▸ Stored records:
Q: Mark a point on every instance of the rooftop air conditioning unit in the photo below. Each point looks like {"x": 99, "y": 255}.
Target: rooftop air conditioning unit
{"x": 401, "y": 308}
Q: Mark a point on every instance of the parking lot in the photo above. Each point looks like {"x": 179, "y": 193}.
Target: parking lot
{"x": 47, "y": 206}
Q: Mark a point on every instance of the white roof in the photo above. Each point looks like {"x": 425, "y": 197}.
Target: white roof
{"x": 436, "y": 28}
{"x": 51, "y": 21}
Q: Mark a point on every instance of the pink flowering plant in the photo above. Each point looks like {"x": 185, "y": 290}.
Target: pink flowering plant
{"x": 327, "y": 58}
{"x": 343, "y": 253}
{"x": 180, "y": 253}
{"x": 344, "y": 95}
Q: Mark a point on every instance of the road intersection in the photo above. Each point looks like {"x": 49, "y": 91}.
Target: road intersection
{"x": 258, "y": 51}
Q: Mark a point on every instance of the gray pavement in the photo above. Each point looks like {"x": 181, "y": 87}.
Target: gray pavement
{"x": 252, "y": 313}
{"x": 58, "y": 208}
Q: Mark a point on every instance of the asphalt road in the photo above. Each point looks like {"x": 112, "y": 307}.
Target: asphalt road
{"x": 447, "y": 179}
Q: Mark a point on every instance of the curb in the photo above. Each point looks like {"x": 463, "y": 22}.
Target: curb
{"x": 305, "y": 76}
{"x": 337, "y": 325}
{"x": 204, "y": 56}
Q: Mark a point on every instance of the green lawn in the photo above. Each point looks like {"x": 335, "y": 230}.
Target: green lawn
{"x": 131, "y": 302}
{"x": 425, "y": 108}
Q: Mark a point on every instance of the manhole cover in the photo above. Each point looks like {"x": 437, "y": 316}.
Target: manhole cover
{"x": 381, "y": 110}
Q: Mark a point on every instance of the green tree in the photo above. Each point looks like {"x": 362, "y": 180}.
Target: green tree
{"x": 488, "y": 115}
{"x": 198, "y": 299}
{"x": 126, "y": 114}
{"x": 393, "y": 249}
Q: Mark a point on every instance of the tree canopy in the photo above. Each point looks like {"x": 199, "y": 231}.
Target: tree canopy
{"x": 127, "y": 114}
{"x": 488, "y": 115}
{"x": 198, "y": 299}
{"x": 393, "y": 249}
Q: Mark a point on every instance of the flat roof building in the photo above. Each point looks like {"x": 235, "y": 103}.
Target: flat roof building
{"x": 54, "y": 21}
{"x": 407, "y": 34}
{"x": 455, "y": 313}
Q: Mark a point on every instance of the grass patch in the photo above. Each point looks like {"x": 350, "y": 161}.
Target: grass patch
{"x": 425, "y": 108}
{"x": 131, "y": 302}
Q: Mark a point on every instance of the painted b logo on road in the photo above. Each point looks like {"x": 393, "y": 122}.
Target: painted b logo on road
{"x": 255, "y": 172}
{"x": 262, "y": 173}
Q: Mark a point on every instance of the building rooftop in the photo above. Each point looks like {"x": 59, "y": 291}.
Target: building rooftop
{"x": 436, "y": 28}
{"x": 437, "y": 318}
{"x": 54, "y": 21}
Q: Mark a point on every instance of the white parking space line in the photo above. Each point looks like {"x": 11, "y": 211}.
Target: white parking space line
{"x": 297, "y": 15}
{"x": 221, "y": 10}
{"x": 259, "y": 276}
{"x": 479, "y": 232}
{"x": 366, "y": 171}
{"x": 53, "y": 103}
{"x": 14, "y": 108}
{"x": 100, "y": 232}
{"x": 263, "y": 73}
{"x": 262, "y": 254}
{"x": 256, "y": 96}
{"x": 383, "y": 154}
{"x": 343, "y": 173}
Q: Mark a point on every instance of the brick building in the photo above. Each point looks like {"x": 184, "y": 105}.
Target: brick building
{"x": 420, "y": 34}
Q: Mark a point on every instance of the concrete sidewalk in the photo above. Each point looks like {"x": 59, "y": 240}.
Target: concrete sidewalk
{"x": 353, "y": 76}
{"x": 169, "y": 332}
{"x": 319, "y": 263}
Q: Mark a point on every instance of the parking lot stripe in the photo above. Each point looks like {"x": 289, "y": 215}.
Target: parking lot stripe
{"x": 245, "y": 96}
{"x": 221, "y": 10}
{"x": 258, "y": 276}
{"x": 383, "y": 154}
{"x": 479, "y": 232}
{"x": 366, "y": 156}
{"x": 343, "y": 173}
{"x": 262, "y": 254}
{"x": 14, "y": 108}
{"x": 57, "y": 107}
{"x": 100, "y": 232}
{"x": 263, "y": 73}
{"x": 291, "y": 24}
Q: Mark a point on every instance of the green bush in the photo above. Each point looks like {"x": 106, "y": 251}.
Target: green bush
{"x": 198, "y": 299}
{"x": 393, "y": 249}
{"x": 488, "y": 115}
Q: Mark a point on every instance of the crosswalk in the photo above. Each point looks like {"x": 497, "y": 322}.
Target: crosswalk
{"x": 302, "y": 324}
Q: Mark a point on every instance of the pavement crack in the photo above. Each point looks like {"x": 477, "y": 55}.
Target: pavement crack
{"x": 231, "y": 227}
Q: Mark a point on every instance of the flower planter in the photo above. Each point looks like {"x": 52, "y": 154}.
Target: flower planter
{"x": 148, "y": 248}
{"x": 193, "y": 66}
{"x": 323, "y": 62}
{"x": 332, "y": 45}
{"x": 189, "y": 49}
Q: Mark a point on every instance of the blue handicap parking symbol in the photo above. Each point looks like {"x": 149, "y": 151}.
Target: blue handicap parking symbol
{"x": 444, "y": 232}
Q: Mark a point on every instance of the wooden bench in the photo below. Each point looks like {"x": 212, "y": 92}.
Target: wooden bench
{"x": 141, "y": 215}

▸ Given instruction: Scale the answer coordinates in the lines above, from the line containing "Q: Mark a point on every instance of the flower" through the last line, by multiplying each by 2.35 and rounding to whole numbers with halves rounded up. Reproduce every line in that range, and keep all other lines and the sample points within them unchanged.

▸ Output of the exercise:
Q: Mark a point on every instance of the flower planter in the photo above. Each point looks like {"x": 52, "y": 154}.
Target: flower planter
{"x": 348, "y": 583}
{"x": 454, "y": 155}
{"x": 759, "y": 146}
{"x": 780, "y": 106}
{"x": 444, "y": 115}
Q: Mark a point on every instance of the blue handicap parking symbol in the photo above. Each point looks like {"x": 149, "y": 151}.
Target: blue handicap parking symbol
{"x": 1043, "y": 545}
Q: Mark a point on every instance of the wooden bench in the photo below. Each point looks like {"x": 212, "y": 92}.
Target: wooden bench
{"x": 331, "y": 505}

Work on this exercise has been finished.